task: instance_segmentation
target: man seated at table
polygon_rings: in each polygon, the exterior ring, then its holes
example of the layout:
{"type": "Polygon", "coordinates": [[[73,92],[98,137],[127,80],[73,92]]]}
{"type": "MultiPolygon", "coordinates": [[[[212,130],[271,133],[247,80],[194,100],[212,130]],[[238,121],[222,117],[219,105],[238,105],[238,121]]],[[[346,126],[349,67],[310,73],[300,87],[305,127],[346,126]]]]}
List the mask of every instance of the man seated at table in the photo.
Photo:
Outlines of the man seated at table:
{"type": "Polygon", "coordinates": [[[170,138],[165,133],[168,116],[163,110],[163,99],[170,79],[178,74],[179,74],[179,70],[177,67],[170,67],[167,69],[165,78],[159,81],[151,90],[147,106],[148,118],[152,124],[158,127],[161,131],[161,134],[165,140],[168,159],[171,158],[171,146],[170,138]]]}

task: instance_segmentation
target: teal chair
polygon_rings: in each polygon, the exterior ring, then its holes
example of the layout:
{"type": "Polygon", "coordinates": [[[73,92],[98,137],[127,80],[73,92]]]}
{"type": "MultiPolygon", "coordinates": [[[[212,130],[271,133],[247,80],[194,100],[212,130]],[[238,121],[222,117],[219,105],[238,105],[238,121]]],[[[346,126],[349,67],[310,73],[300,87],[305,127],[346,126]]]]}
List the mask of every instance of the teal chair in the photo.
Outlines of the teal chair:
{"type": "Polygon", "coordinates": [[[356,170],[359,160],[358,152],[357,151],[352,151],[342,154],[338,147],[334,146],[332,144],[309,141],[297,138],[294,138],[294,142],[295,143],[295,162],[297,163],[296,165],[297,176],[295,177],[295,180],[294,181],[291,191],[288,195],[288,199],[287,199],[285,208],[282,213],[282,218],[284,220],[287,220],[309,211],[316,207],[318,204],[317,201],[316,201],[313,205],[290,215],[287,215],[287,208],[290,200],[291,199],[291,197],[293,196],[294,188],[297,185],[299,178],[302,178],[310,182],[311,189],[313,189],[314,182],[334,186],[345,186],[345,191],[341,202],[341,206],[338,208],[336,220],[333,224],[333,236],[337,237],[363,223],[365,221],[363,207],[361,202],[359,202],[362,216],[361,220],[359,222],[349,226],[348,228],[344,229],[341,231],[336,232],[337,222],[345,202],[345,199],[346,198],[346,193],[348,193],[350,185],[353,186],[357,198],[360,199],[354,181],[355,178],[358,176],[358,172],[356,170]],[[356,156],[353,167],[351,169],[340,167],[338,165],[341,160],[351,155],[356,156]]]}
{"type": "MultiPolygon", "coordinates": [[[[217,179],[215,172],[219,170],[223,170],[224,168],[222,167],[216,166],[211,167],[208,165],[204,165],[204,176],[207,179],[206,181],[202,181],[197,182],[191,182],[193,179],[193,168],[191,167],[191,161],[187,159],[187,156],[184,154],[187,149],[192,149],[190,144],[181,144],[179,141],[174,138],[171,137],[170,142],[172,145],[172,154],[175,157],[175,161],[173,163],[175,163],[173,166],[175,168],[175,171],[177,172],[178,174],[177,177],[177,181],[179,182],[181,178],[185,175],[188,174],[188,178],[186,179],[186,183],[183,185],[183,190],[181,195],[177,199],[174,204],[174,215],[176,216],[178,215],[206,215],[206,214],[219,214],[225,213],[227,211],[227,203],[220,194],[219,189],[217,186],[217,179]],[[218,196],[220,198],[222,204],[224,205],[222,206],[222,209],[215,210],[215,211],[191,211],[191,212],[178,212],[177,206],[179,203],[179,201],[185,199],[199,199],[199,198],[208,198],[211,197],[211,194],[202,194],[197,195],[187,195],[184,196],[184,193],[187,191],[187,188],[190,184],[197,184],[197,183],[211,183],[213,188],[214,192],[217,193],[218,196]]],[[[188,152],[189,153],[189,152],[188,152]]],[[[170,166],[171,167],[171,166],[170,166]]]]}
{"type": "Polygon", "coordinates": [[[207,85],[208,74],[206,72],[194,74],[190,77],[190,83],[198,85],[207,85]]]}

----

**WORK TO BE COMPLETED:** Locate every line in the listing that contains the string "chair", and copy each of those lines in full.

**RIGHT ANSWER:**
target: teal chair
List the mask of every instance of the teal chair in the photo.
Outlines of the teal chair:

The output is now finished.